### Goal a
Please echo the stretch of the time monotonicity thread from "Linked to Github" through "relevant godoc comments.".

Start Extract to read

Time Monotonicity Enforcement #141

AdityaSripal · 2021-04-26T23:07:45Z

Description

enforce time monotoncity
create time misbehaviour
early return on identical updates
misbehaviour detection within updateclient

closes: #XXXX

Before we can merge this PR, please make sure that all the following items have been
checked off. If any of the checklist items are not applicable, please leave them but
write a little note why.

Targeted PR against correct branch (see CONTRIBUTING.md)
Linked to Github issue with discussion and accepted design OR link to spec that describes this work.
Code follows the module structure standards.
Wrote unit and integration tests
Updated relevant documentation (docs/) or specification (x/<module>/spec/)
Added relevant godoc comments.
Added a relevant changelog entry to the Unreleased section in CHANGELOG.md
Re-reviewed Files changed in the Github PR explorer
Review Codecov Report in the comment section below once CI passes

…HSA-fw94-c6w5-gw8j into aditya/update-client-fix

Co-authored-by: Zarko Milosevic <zarko@informal.systems>

…HSA-fw94-c6w5-gw8j into aditya/update-client-fix

…-c6w5-gw8j into alderfly-ibc-fix

codecov-commenter · 2021-04-26T23:15:43Z

Codecov Report

Merging #141 (76e932a) into main (5b9e3c0) will increase coverage by 13.06%.
The diff coverage is 95.40%.

@@             Coverage Diff             @@
##             main     #141       +/-   ##
===========================================
+ Coverage   65.92%   78.99%   +13.06%     
===========================================
  Files         131      109       -22     
  Lines        8382     6516     -1866     
===========================================
- Hits         5526     5147      -379     
+ Misses       2476     1009     -1467     
+ Partials      380      360       -20

Impacted Files	Coverage Δ
...clients/07-tendermint/types/misbehaviour_handle.go	`85.45% <69.23%> (-5.85%)`	⬇️
modules/core/02-client/keeper/client.go	`98.52% <100.00%> (+0.25%)`	⬆️
.../light-clients/07-tendermint/types/client_state.go	`70.00% <100.00%> (ø)`
...odules/light-clients/07-tendermint/types/header.go	`100.00% <100.00%> (ø)`
.../light-clients/07-tendermint/types/misbehaviour.go	`72.13% <100.00%> (-0.89%)`	⬇️
modules/light-clients/07-tendermint/types/store.go	`89.24% <100.00%> (+0.35%)`	⬆️
...odules/light-clients/07-tendermint/types/update.go	`81.41% <100.00%> (+3.52%)`	⬆️
testing/simapp/encoding.go
testing/simapp/export.go
testing/app.go
... and 19 more

AdityaSripal

I've decided to keep the FrozenHeight to being the height of the offending header that caused misbehaviour. With time misbehaviour i use the larger height. Since we no longer use its specific value, it doesn't really matter so long as its non-zero. @colin-axner argues for just making the height {0-1} since it isn't used for anything other than a boolean value.

I figure if we're keeping it, we may as well make it meaningful. Care to weigh in @cwgoes ?

AdityaSripal · 2021-04-26T23:10:54Z

modules/core/02-client/keeper/client.go

+	// If client state is not frozen after clientState CheckHeaderAndUpdateState,
+	// then write the update state changes, and set new consensus state.
+	// Else the update was proof of misbehaviour and we must emit appropriate misbehaviour events.
+	if !newClientState.IsFrozen() {


There was too much confusion regarding separation of responsibilities for detecting misbehaviour here. Because conflicting header can be detected here, but time monotonicity can't. Thus, it makes more sense to just make it the responsibility of client developers to do this correctly so we have clear separation of responsibility.

End Extract to read
Start Provided entries

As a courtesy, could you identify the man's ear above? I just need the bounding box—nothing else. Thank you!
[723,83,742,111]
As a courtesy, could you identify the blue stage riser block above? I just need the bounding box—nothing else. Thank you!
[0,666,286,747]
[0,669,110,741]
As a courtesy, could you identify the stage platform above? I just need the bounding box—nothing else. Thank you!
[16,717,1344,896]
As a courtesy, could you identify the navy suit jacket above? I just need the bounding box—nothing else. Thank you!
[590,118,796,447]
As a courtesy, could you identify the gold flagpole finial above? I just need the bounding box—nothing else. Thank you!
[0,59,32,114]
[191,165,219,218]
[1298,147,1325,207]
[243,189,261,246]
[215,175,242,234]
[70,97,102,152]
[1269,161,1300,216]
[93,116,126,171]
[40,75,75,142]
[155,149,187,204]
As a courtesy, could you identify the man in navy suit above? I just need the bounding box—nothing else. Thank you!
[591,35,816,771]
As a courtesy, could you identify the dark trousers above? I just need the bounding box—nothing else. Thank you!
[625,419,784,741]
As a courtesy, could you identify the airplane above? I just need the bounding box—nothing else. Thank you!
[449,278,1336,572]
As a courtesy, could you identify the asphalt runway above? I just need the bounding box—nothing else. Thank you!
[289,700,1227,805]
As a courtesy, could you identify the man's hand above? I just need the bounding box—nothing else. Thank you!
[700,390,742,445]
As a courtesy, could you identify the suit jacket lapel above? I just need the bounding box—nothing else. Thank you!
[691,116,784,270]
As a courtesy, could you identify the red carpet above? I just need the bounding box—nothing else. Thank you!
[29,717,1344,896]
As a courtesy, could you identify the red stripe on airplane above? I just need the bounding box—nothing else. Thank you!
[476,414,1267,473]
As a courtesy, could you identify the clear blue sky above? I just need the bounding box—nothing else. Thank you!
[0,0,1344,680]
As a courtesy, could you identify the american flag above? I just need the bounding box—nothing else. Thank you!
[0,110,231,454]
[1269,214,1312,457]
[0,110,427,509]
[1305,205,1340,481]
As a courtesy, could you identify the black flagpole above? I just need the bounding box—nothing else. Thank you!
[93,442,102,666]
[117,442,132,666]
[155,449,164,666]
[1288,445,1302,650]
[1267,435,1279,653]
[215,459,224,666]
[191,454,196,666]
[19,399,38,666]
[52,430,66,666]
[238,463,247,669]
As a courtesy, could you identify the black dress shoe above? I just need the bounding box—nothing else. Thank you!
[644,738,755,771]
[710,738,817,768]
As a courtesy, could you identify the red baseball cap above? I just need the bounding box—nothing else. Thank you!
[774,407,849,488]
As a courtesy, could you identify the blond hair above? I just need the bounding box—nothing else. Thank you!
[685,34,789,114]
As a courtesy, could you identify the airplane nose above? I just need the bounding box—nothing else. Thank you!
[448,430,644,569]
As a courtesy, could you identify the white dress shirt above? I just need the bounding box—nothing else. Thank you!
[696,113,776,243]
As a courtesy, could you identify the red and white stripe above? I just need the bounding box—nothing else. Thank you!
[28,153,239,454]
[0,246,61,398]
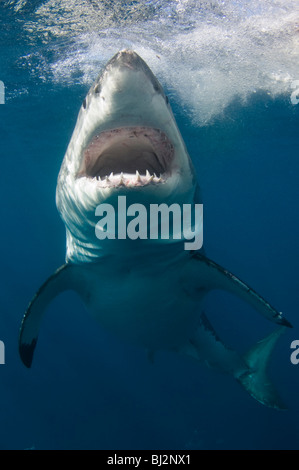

End Provided entries

### Goal b
Duplicate the stretch of entries from the line containing "As a courtesy, could you identify the blond" through the end of the entries, leaving out the pictures.

### Finished answer a
Linked to Github issue with discussion and accepted design OR link to spec that describes this work.
Code follows the module structure standards.
Wrote unit and integration tests
Updated relevant documentation (docs/) or specification (x/<module>/spec/)
Added relevant godoc comments.

### Finished answer b
As a courtesy, could you identify the blond hair above? I just need the bounding box—nothing else. Thank you!
[685,34,789,114]
As a courtesy, could you identify the airplane nose above? I just need the bounding box—nothing else. Thank you!
[448,430,644,569]
As a courtesy, could you identify the white dress shirt above? I just need the bounding box—nothing else. Thank you!
[696,113,776,243]
As a courtesy, could you identify the red and white stripe above? I just need the bounding box—nothing else. Thank you!
[28,153,239,454]
[0,246,61,398]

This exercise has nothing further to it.